• Exercise aim: An exact copy of all the data is the expected answer.

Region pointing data

==========

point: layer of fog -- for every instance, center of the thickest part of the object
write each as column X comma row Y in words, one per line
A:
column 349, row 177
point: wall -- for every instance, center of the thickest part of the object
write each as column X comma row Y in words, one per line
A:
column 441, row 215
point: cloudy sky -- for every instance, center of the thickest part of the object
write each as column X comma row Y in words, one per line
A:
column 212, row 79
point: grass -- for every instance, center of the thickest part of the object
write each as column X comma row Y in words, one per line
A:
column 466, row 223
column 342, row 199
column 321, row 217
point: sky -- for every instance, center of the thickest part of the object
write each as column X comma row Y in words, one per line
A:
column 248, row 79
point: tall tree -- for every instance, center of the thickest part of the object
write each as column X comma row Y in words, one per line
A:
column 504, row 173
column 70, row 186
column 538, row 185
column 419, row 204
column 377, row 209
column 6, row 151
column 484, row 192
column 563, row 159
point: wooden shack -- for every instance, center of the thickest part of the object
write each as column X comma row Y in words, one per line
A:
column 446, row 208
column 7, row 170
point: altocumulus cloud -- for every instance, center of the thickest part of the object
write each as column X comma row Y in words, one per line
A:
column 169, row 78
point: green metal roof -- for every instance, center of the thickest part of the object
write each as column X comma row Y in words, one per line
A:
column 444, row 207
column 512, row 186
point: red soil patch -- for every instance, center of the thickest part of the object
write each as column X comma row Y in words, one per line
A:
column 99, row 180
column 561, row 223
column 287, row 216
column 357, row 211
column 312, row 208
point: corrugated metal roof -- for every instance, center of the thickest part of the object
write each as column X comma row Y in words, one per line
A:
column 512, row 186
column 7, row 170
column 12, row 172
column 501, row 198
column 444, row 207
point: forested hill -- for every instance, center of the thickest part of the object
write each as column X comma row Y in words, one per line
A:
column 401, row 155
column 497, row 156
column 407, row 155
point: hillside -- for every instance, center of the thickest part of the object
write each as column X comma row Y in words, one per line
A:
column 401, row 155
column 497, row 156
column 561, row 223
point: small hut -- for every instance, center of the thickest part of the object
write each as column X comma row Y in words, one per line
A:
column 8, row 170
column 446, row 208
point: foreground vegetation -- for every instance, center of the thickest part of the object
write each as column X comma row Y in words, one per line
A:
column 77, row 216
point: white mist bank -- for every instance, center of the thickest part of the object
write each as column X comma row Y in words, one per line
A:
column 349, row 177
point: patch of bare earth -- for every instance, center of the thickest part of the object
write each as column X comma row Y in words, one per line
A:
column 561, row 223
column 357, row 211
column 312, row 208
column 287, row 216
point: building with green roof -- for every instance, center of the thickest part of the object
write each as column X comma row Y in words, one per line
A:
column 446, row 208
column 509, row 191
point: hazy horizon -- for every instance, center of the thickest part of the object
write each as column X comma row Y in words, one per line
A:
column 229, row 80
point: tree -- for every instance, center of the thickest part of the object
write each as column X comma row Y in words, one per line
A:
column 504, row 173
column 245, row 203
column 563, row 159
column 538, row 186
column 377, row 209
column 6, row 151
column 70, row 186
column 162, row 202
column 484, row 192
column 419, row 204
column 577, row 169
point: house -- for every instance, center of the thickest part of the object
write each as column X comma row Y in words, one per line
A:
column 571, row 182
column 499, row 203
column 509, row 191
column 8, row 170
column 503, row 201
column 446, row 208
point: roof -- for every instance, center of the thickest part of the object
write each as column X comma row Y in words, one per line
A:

==========

• Reply to the exercise:
point: layer of fog -- for every instance, center of the thickest part of the object
write each as column X comma row Y in words, one per line
A:
column 349, row 177
point: wall -- for every instance, center of the thickest part of the object
write each as column X comma row Y in words, one per line
A:
column 441, row 215
point: cloudy sky -- for every instance, center of the thickest part of the object
write each as column X comma row Y in words, one per line
A:
column 212, row 79
point: grass -- for every instance, center of the thickest part of the object
write each as column X comma row Y in words, one per line
A:
column 466, row 223
column 342, row 199
column 321, row 217
point: sky -- for every instance, center of the thickest part of the object
write each as column X comma row Y in words, one per line
A:
column 248, row 79
point: tall tree -- for every instance, center of the thickest part of the object
write each as column X comma row Y in words, one per line
A:
column 504, row 173
column 70, row 186
column 538, row 185
column 419, row 204
column 377, row 209
column 6, row 151
column 484, row 192
column 563, row 159
point: wooden shack -- for every instance, center of the thickest part of the object
write each as column X comma row Y in words, one per line
A:
column 446, row 208
column 7, row 170
point: altocumulus cloud -- for every instance, center of the thickest part of the object
write each as column X comma row Y in words, one per line
A:
column 169, row 78
point: green metal roof -- for every instance, center of the thickest part of the object
write each as column X comma row Y in words, one per line
A:
column 444, row 207
column 512, row 186
point: red soil patch -- for every instance, center of the thickest part of the object
write each as column X comma row Y in words, one per line
A:
column 99, row 180
column 561, row 223
column 287, row 216
column 357, row 211
column 312, row 208
point: corrugated metal roof -- for every instance, center of the thickest part of the object
write each as column X comma row Y in words, one per line
A:
column 512, row 186
column 7, row 170
column 12, row 172
column 501, row 198
column 444, row 207
point: forested hill -- for every instance, center of the thickest part of the object
write each as column X comma row Y in words, one per line
A:
column 401, row 155
column 497, row 156
column 407, row 155
point: hillside -- for every instance, center of the thickest part of the object
write each as column X comma row Y in words, one per line
A:
column 401, row 155
column 497, row 156
column 561, row 223
point: small hut -- for every instance, center of the thickest part of the object
write each as column X comma row Y in words, one per line
A:
column 8, row 170
column 446, row 208
point: foreground vegetation -- for every instance, center of the thickest part of the object
write each as column X comma row Y in words, one per line
A:
column 77, row 216
point: white mist bank -- for every instance, center of the thickest part of the object
write each as column X comma row Y in words, one per line
A:
column 349, row 177
point: patch of bare earth -- for every instance, center of the thickest part of the object
write each as column X comma row Y in words, one per line
A:
column 561, row 223
column 357, row 211
column 312, row 208
column 287, row 216
point: building with green roof -- for every instance, center of the thickest part of the object
write each as column X comma row Y in words, one per line
A:
column 446, row 208
column 509, row 191
point: hazy horizon -- for every instance, center of the thickest part of the object
write each as column X comma row Y in words, one per line
A:
column 229, row 80
point: tree -- for every instance, center of the thickest part of the object
write each as column X comma row Y in words, one per line
A:
column 504, row 173
column 245, row 203
column 563, row 159
column 538, row 186
column 377, row 209
column 6, row 151
column 70, row 186
column 162, row 202
column 484, row 192
column 419, row 204
column 577, row 169
point: house -- for every instance, center of the thickest part of the object
write each as column X comma row Y in words, one per line
A:
column 571, row 182
column 499, row 203
column 509, row 191
column 8, row 170
column 503, row 201
column 446, row 208
point: roof -- for every instance, center of the thickest part of the object
write each as column X comma row Y in words, one per line
A:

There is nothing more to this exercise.